[Passage for review]
※ ※ ※
FILED: April 28, 2004

IN THE COURT OF APPEALS OF THE STATE OF OREGON

In the Matter of the Marriage of
MARTIN S. DAVIS,

Respondent,

and

MARIA C. DAVIS,

Appellant.

C001651DR; A116839

Appeal from Circuit Court, Washington County.

Donald R. Letourneau, Judge.

Argued and submitted June 12, 2003.

Margaret H. Leek Leiberan argued the cause and filed the briefs for appellant. With her on the reply brief was Barbara Aaby.

Barry Adamson argued the cause for respondent. With him on the brief was John Moore and Moore & Associates, P.C.

Before Haselton, Presiding Judge, and Deits, Chief Judge, and Wollheim, Judge.

PER CURIAM

Affirmed.

Deits, C. J., concurring.

PER CURIAM

Wife appeals from a judgment denying her request to set aside a stipulated dissolution judgment. Wife argues that she was not mentally competent at the time that she stipulated to the judgment and that the trial court erred in finding otherwise; in particular, she asserts that the trial court applied the wrong legal test in determining her competency. We review the trial court's choice of legal standard for errors of law and affirm.

In denying wife's motion, the trial court noted that courts have applied two tests to determine mental competency in similar circumstances: the "cognitive test" and the "affective test." Under the cognitive test, a person is competent if he or she has the capacity "to understand the nature of the act and to apprehend its consequences." Gore v. Gadd, 268 Or 527, 528, 522 P2d 212 (1974) (internal quotation marks omitted). The cognitive test is the test that Oregon courts appear to follow. Wife argues, however, that we should adopt the broader affective test. Under the affective test, a person is incompetent if the person is "unable to act in a reasonable manner in relation to the transaction and the other party has reason to know of his condition." Restatement (Second) of Contracts §15(1)(b) (1979).
※ ※ ※
[Data records]
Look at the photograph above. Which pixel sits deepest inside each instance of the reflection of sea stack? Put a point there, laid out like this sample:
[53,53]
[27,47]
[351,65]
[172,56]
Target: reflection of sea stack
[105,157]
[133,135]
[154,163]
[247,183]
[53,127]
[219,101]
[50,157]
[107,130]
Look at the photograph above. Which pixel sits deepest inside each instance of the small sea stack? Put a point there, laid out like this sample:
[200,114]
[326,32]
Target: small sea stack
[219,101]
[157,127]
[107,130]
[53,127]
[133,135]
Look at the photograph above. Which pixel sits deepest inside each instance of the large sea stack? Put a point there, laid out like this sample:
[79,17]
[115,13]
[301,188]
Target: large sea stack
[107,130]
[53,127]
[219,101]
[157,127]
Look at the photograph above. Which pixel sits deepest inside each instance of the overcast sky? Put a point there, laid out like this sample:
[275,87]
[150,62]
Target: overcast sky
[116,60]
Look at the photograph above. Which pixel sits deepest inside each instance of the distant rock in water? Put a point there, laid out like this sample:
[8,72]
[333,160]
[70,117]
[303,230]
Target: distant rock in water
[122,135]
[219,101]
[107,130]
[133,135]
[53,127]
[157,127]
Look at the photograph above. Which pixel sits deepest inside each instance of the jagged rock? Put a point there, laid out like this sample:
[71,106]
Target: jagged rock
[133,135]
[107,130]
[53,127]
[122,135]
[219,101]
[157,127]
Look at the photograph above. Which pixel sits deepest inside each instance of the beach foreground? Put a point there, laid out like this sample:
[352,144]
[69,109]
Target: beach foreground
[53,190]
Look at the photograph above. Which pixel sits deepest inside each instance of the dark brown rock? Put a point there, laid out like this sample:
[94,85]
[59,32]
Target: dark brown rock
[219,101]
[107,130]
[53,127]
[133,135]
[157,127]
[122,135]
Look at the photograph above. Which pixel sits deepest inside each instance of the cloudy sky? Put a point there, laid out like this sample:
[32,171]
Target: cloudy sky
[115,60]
※ ※ ※
[Exercise 1]
Answer these about the court opinion:
(a) From which county's circuit court was the appeal taken?
(b) On what date was the case argued and submitted?
(c) Under the affective test, what must the other party have in addition to the person being unable to act reasonably?
[Exercise 2] Duplicate everything in the court opinion from "Donald R. Letourneau, Judge." down to "and Wollheim, Judge.".
The records aren't needed here.

[Result 1]
(a) Washington County
(b) June 12, 2003
(c) Reason to know of the person's condition

[Result 2]
Donald R. Letourneau, Judge.

Argued and submitted June 12, 2003.

Margaret H. Leek Leiberan argued the cause and filed the briefs for appellant. With her on the reply brief was Barbara Aaby.

Barry Adamson argued the cause for respondent. With him on the brief was John Moore and Moore & Associates, P.C.

Before Haselton, Presiding Judge, and Deits, Chief Judge, and Wollheim, Judge.